Given passage -
###
Proof of stake (PoS) is an alternative to proof of work (PoW) that is being increasingly used in crypto blockchains, where nodes are rewarded for validating transactions instead of miners working to earn coins through their processing power.

The good news is that the process tends to be much easier than mining and also generates passive income on the side.

So, how do you stake your crypto?

In this blog post, I will explain what this new proof of stake system is all about, and how you can stake your crypto on this system to generate passive income.


Infographic How To Stake On Proof Of Stake Blockchains For Passive Crypto Income


Understanding DeFi

DeFi, or decentralized finance, is a growing ecosystem of financial protocols and applications built on the Ethereum blockchain.

DeFi represents the shift from traditional, centralized financial systems to peer-to-peer finance enabled by decentralized technologies built on the Ethereum blockchain.

DeFi protocols offer a wide range of services, from lending and borrowing platforms to stablecoins and tokenized BTC.

Using DeFi protocols, you can earn interest on your crypto, trade with leverage, and do much more. And with over $63 billion worth of value locked in Ethereum smart contracts, it is clear that DeFi is here to stay.

With this increased ease of access to investment opportunities, there are more and more DeFi projects being created every day.

Some notable examples include MakerDAO Dai stablecoin, Augur prediction market platform, and Compound (COMP) leveraged cryptocurrency interest accounts.

Basic PoS Terminology

Before we dive any deeper, let’s go over some basic PoS terminology:

  • A stake is simply the amount of cryptocurrency you have staked.
  • The stakeholder is the person who stakes their cryptocurrency.
  • A validator is a node that creates new blocks on the blockchain.
  • The block reward is the amount of cryptocurrency rewarded to the validator for creating a new block.
  • Delegated proof-of-stake (DPoS) is a type of PoS where stakeholders can delegate their staking power to a validator.

What is Proof of Stake (PoS)?

To understand how proof of stake works, we must first understand what a consensus algorithm is.

A consensus algorithm is a set of rules that everyone in a network agrees upon to validate transactions and prevent fraud.

The most popular consensus algorithm is called proof of work, which is used by Bitcoin.

However, there are many other consensus algorithms that have been developed, including proof of stake.

Proof of stake is a popular type of consensus algorithm, by which a cryptocurrency blockchain network aims to achieve distributed consensus.

The term “proof of stake” was coined by a “Bitcointalk forum” user called QuantumMechanic.

The fundamental point was that it would be wasteful to open up mining to everyone and let them compete against one another.

Therefore, in PoS-based cryptocurrencies, the creator of the next block is chosen via various combinations of random selection and wealth or age (i.e., the stake).
###
Direction - Please print everything in the staking post from "DeFi protocols offer" down to "you have staked.", word for word.

Collected data entries
###
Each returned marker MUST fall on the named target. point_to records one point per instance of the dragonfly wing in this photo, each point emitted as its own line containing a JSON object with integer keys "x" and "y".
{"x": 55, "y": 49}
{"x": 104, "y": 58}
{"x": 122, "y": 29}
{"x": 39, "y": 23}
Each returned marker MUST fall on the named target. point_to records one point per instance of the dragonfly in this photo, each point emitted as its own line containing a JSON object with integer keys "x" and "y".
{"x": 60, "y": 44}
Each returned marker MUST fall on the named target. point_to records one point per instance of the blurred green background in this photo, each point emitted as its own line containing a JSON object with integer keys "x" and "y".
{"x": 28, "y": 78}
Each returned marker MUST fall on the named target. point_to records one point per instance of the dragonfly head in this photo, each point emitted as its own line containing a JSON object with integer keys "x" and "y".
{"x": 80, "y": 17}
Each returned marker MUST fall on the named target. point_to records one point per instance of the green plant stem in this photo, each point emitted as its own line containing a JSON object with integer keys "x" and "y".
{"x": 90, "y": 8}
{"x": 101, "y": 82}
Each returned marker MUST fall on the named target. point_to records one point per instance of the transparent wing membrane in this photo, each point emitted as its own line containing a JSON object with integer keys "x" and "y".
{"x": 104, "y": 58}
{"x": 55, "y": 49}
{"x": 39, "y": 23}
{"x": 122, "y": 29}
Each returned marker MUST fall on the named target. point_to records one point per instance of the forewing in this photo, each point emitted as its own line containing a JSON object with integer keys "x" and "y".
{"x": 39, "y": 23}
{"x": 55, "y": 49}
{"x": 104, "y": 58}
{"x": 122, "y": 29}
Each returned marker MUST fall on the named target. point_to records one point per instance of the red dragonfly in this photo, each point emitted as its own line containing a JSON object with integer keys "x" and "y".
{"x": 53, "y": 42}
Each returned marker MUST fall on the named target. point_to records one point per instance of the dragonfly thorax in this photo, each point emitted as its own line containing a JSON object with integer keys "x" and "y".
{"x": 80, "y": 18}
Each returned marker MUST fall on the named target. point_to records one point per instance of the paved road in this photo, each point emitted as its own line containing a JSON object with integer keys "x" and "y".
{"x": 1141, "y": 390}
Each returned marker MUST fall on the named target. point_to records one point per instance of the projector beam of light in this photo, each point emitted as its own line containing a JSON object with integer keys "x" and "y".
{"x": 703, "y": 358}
###
Exercise response -
DeFi protocols offer a wide range of services, from lending and borrowing platforms to stablecoins and tokenized BTC.

Using DeFi protocols, you can earn interest on your crypto, trade with leverage, and do much more. And with over $63 billion worth of value locked in Ethereum smart contracts, it is clear that DeFi is here to stay.

With this increased ease of access to investment opportunities, there are more and more DeFi projects being created every day.

Some notable examples include MakerDAO Dai stablecoin, Augur prediction market platform, and Compound (COMP) leveraged cryptocurrency interest accounts.

Basic PoS Terminology

Before we dive any deeper, let’s go over some basic PoS terminology:

  • A stake is simply the amount of cryptocurrency you have staked.